§ **Aim 1**
Multiply every x and y point coordinate in the answers by 1.2, rounding to whole numbers with halves rounded up, and rewrite the rows starting at the one containing "Can you find the tram roof?" and ending at the last of the rows. Give only those rows, requests included and unchanged, and leave out the pictures.
§ **Aim 2**
Carry on the mailing-list message about bind-mounts inside lxc containers from the point where it stops.

§ **Text shown**
[lxc-devel] The view of bind-mounts from inside lxc containers

Stéphane Graber stgraber at ubuntu.com
Mon Nov 5 05:00:12 UTC 2018


On Sun, Nov 04, 2018 at 03:48:16PM +0200, Eytan Heidingsfeld wrote:
> Hello,
> I know this isn't lxc-specific but it is happening to me when using lxc.
> I'm using kubernetes/docker style bind-mounting of resolv.conf from the
> host into the rootfs of the container to ensure it stays up to date
> (instead of overriding the file manually on start or setting the parameters
> manually).
> 
> The problem is that inside the lxc container /proc/mounts has line like:
> /dev/sda1 /etc/resolv.conf from the bind mount and this causes some of the
> init/halt scripts to try and access /dev/sda1 and fail.
> 
> I know this is not a security concern as the container is running
> unprivileged and doesn't have access to the root or it's devices, but it
> does cause some annoying errors.
> 
> Does anyone have any similar use-cases of bind-mounts showing up in
> /proc/mounts and have any good solutions?
> 
> I was looking at lxcfs and thinking maybe to add code to handle this there,
> any thoughts?

§ **Material supplied**
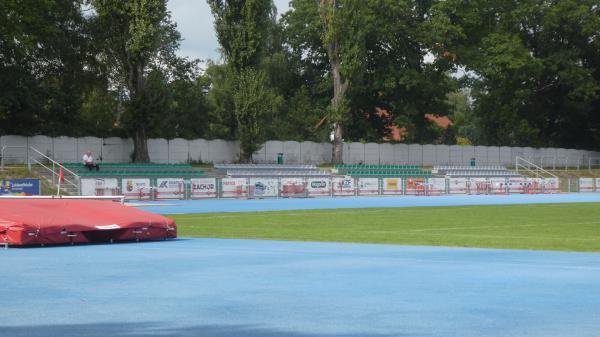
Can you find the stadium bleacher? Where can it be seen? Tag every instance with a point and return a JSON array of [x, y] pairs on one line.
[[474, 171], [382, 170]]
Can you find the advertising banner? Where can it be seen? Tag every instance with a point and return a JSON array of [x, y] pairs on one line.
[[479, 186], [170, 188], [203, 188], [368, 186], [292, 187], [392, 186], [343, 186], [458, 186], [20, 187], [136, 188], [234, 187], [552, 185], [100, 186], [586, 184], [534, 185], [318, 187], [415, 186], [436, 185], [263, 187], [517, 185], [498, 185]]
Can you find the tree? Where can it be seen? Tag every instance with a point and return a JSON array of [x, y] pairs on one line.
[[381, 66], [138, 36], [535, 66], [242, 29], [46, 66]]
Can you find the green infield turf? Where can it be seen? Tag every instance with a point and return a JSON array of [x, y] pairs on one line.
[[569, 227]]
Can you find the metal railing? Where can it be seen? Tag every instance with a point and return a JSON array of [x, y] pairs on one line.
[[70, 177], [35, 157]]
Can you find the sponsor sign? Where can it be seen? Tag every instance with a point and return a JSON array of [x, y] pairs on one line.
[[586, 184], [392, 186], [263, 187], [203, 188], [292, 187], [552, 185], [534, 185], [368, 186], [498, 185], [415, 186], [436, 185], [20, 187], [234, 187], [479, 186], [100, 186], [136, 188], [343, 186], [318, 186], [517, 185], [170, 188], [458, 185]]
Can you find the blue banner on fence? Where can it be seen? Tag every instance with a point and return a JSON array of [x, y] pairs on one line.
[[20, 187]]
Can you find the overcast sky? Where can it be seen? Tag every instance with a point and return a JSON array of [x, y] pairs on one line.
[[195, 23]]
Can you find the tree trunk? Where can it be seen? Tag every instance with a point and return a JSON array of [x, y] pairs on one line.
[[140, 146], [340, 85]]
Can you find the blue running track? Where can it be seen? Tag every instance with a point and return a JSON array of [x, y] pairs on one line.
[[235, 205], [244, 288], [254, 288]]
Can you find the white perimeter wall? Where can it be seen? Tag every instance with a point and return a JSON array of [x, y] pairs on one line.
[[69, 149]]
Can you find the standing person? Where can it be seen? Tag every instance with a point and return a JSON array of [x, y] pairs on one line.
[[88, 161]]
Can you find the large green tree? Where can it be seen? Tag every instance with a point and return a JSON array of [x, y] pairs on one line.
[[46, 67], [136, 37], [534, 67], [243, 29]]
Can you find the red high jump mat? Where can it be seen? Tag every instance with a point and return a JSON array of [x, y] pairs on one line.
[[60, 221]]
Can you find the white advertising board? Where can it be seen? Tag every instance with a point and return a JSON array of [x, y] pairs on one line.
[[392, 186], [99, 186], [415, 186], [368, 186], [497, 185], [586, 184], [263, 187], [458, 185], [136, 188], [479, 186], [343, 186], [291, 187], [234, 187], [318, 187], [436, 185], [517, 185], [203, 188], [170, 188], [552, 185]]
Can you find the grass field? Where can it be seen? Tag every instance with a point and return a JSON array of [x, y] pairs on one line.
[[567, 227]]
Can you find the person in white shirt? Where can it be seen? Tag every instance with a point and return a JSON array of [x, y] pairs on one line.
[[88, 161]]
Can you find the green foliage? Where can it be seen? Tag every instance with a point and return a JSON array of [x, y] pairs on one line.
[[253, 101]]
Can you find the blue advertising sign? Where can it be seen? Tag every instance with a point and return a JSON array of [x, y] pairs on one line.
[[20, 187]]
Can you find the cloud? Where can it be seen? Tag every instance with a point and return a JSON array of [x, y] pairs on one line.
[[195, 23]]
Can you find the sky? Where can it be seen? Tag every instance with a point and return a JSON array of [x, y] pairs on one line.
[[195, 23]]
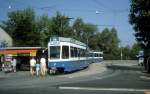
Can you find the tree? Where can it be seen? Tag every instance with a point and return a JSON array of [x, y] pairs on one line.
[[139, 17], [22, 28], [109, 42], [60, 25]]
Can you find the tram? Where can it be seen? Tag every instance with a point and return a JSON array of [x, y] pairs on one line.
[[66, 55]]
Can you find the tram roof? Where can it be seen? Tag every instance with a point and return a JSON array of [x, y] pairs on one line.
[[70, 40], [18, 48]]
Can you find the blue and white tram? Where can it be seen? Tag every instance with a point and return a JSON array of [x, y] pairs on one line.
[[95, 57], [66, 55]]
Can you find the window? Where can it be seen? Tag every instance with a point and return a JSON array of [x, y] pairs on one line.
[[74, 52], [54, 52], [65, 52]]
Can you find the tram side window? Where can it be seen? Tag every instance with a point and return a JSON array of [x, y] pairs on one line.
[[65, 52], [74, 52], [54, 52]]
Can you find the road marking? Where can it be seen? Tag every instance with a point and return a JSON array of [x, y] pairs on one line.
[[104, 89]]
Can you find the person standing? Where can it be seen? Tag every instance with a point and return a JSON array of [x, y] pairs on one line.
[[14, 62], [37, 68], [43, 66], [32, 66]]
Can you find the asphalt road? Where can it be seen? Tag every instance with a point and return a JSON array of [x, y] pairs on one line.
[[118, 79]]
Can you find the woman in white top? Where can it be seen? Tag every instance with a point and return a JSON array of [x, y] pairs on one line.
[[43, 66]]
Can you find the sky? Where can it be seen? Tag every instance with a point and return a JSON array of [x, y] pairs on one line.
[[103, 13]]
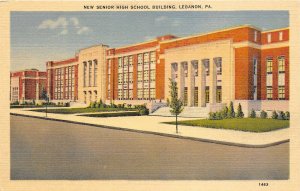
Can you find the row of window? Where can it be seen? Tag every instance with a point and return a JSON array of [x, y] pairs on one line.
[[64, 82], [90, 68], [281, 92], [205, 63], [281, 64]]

§ **Final result 1**
Can you find the tram roof? Where can it be seen? Tag every instance with a point and return a JSON array of [x, y] pairs on one line.
[[84, 48], [22, 58]]
Can you find the blue and white tram? Where can it be seen? Tag every instance with a point and return a JSON array of [x, y] pairs on one line.
[[114, 68], [79, 66]]
Can you find the window? Where can it be seen? Tag every instance with a point and return a JSON array of [x, y] pairs on one line.
[[89, 62], [65, 62], [78, 62]]
Can you find the tram side window? Where can it be seen? Tag every instance with a point and return a JSON array of [x, y] pairs on one line.
[[78, 62], [89, 62], [65, 62]]
Can you find the road marking? Where can it be seen? Tag every instance with a point and return a JSON array of [x, y] pairs on one line.
[[125, 107]]
Can you find the person standing? Where can it be seen? Tag every instance with a point and return a JSON array of [x, y] pairs on one line.
[[17, 74], [44, 82], [52, 79], [38, 79]]
Can you find the asphalt road? Where can it be seen? Tag every instance with a point and return a JSON array of [x, y] pairs on one line.
[[142, 95]]
Can you find the woman in white top? Where can it be seen? Tag every instance with a point and return a JSON array of [x, y] pairs on one line.
[[52, 79]]
Can you find the sky? Where can it be seen? Tag every instance with a point and return a JSON array of [x, y] pairs on one line.
[[124, 16]]
Can you find the row of window? Where can it be seen? Tag every instance with a point and return a JSON array of [x, y] pairs on one line.
[[77, 98], [108, 82], [337, 110], [246, 76], [337, 77]]

§ **Final result 2**
> 
> Thanks,
> Eytan

In general this tends to show buggy software more than anything else,
bind-mounts are a thing and they do behave the exact same way outside of
containers (though the block device is certainly more likely to exist in
such case).

Software that expects the source field in the mount table to resolve to
a valid path to a block device is just wrong, this will fail in
containers, will fail in chroots and will fail with filesystems which
use a virtual source (like ZFS that shows <pool>/<dataset> rather than a
/dev path).


I don't think lxcfs should do anything in this case nor could it do a
good job at it anyway. That second part is because /proc/mounts is
effectively deprecated, all software these days should look at
/proc/self/mountinfo instead which will provide the same information but
also provide much more useful information on top of that
(including better handling of bind-mounts).

/proc/self is a symlink to the calling process and so a
/proc/<PID>/mountinfo exists for every process. If we wanted to start
masking that with lxcfs, we'd need to mask the entirety of /proc, making
every single /proc access slower in the process.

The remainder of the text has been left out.